Nothing but an exact copy of the records is expected here.

> _Records from a dataset_:
.....
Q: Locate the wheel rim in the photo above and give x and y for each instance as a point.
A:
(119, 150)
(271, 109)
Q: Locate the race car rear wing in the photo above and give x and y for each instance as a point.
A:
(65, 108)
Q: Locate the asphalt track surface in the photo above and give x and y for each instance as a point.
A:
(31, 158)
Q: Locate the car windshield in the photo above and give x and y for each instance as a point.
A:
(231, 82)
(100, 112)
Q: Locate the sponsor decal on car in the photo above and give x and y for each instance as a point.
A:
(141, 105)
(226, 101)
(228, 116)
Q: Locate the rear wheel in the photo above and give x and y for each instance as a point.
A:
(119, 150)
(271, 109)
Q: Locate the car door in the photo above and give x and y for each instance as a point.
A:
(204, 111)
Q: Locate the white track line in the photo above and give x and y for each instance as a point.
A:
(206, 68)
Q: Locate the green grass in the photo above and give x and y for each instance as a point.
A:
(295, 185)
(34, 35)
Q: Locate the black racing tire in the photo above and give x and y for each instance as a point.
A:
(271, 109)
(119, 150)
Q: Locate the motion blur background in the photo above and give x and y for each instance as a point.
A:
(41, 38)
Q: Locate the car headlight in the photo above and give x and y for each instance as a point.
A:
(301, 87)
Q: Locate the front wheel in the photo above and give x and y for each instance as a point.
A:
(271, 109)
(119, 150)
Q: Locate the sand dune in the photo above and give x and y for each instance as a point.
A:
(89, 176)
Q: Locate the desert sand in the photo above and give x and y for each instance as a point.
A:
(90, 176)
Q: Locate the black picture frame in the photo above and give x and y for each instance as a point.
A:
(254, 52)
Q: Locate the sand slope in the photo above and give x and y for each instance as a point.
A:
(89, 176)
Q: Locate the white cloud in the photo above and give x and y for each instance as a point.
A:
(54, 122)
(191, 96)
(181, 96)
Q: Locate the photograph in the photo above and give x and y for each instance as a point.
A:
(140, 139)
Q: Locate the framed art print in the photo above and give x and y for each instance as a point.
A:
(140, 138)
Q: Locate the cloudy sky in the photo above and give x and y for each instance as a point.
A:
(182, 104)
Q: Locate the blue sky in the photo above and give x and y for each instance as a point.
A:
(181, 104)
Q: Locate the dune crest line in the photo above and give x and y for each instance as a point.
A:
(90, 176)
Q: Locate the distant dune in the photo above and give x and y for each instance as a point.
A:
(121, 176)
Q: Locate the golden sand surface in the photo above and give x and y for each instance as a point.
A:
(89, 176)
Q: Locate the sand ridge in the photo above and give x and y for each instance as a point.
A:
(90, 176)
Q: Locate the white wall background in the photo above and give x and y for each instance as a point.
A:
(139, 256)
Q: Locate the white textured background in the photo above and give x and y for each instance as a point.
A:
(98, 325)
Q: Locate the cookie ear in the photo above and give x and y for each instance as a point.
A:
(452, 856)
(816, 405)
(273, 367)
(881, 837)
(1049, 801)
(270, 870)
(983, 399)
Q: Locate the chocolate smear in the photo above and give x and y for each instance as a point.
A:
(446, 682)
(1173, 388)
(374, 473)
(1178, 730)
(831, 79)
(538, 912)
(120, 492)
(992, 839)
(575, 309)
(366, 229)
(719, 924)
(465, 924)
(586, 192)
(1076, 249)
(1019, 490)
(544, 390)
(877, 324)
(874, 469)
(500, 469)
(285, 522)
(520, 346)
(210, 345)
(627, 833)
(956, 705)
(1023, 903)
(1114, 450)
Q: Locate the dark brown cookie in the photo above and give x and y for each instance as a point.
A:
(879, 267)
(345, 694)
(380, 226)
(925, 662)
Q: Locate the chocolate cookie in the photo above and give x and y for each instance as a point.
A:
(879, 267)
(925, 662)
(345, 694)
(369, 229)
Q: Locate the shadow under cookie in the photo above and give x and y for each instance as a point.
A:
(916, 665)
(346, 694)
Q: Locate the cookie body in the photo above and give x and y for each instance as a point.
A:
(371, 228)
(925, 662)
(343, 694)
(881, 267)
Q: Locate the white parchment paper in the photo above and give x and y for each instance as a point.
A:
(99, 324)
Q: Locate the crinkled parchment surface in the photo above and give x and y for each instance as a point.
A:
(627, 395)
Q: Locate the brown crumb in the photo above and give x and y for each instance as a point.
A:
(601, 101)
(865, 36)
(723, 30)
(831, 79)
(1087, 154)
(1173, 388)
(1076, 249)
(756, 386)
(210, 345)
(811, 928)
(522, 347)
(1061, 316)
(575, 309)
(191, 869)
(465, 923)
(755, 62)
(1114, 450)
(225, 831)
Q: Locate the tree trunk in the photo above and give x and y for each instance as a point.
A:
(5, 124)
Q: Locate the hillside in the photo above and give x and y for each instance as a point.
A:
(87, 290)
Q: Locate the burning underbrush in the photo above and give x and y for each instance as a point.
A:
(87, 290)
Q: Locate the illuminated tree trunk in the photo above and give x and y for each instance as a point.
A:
.....
> _RESULT FOR THIS TASK_:
Q: Locate the wheel rim in the photo above and give x and y for each instance as a point.
A:
(119, 150)
(271, 109)
Q: Locate the race car rear wing in the photo above and give x and y for each instance as a point.
A:
(65, 108)
Q: Locate the asphalt track surface in the photo above and give x and y for each instance as a point.
A:
(31, 158)
Q: Locate the car windshield in the photo above and give x and y for each instance as a point.
A:
(231, 82)
(100, 112)
Q: Locate the sponsor decal on car in the photo above and give x and y for each instance as a point.
A:
(141, 105)
(226, 101)
(228, 116)
Q: Locate the rear wheel in the photo above and give x and y for each instance as a point.
A:
(119, 150)
(271, 109)
Q: Locate the car door in the photo above and give x and y for each instance as a point.
A:
(204, 111)
Q: Locate the white track line in the photo above and give x and y for each instance as a point.
A:
(206, 68)
Q: Locate the green grass in the photo above and give x and y for each instance as a point.
A:
(295, 185)
(34, 35)
Q: Locate the black racing tire in the photo above and give x and y for each instance as a point.
A:
(271, 109)
(119, 150)
Q: Locate the motion blur background in the photo above and give x and y for each instance as a point.
A:
(41, 38)
Q: Locate the car headlight in the photo above and give x and y for each instance as a point.
A:
(301, 87)
Q: Locate the front wheel in the photo above and give x and y for each instance as a point.
A:
(271, 109)
(119, 150)
Q: Locate the sand dune in the photo above and give x and y for each instance as a point.
A:
(89, 176)
Q: Locate the desert sand in the photo above and give x and y for each instance as a point.
A:
(90, 176)
Q: Locate the black picture frame in the photo above and give x and y for each instance as a point.
A:
(254, 52)
Q: Locate the sand slope in the photo above and give x and y for each instance as a point.
A:
(89, 176)
Q: Locate the white cloud in the photo above and give x and y for each instance as a point.
A:
(54, 122)
(191, 96)
(181, 96)
Q: Locate the photograph in the photo above and give x and y for each instance as a point.
A:
(140, 139)
Q: Locate the framed art print in the photo above and give x and y for each instance as a point.
A:
(140, 138)
Q: Locate the cloudy sky in the photo above and give x and y for each instance as a point.
A:
(182, 104)
Q: Locate the blue sky in the photo above and give x and y for each instance as a point.
A:
(181, 104)
Q: Locate the dune crest line in the photo above and give x and y for each instance as a point.
A:
(90, 176)
Q: Locate the distant dune in the photo above and give x and y for each instance as a point.
A:
(121, 176)
Q: Locate the golden sand surface in the photo above and give x and y for each instance as a point.
A:
(89, 176)
Q: Locate the sand ridge in the photo above and give x and y for each instance as a point.
A:
(90, 176)
Q: Locate the white wall background in the photo above and give x and y for each instance as a point.
A:
(139, 256)
Q: Locate the white textured background in the photo above and give x and y for each instance as a point.
A:
(98, 325)
Q: Locate the cookie ear in the photo above and give x and y for each instance as a point.
A:
(452, 856)
(816, 405)
(273, 367)
(881, 837)
(1049, 801)
(270, 870)
(983, 399)
Q: Locate the chocolate smear in the photo above and give x and y for each instance as a point.
A:
(446, 682)
(1173, 388)
(374, 473)
(1178, 730)
(831, 79)
(538, 912)
(120, 492)
(992, 839)
(575, 309)
(366, 229)
(719, 924)
(465, 924)
(586, 192)
(1076, 249)
(1019, 490)
(544, 390)
(877, 324)
(874, 469)
(500, 469)
(285, 522)
(520, 346)
(210, 345)
(627, 833)
(956, 705)
(1023, 903)
(1114, 450)
Q: Locate the dark brown cookie in the photo above and give x and y for each instance as a point.
A:
(879, 267)
(345, 694)
(380, 226)
(925, 662)
Q: Locate the chocolate cookie in the photo above and give x and y for each instance as a point.
A:
(879, 267)
(925, 662)
(345, 694)
(369, 229)
Q: Locate the shadow under cookie in the photo above and give x and y for each instance as a point.
A:
(916, 665)
(346, 694)
Q: Locate the cookie body in the photo above and give x and y for each instance as a point.
A:
(371, 228)
(925, 662)
(343, 694)
(881, 267)
Q: Locate the white parchment paper in the photo above and give x and y for each instance as a point.
A:
(99, 324)
Q: Locate the crinkled parchment surface in the photo above and give x and y for each instance as a point.
A:
(627, 395)
Q: Locate the brown crumb in the photo above and give x and y for each instance as a point.
A:
(601, 101)
(865, 36)
(723, 30)
(831, 79)
(1087, 154)
(1173, 388)
(1076, 249)
(756, 386)
(210, 345)
(811, 928)
(522, 347)
(1061, 316)
(575, 309)
(191, 869)
(465, 923)
(755, 62)
(1114, 450)
(225, 831)
Q: Locate the tree trunk in the photo above and give x and y for each instance as a point.
A:
(5, 124)
Q: Locate the hillside in the photo above and give x and y for each instance as a point.
A:
(87, 290)
Q: Locate the burning underbrush in the photo above and give x and y for each instance as a point.
A:
(87, 290)
Q: Locate the illuminated tree trunk in the photo above and give x and y for each instance as a point.
A:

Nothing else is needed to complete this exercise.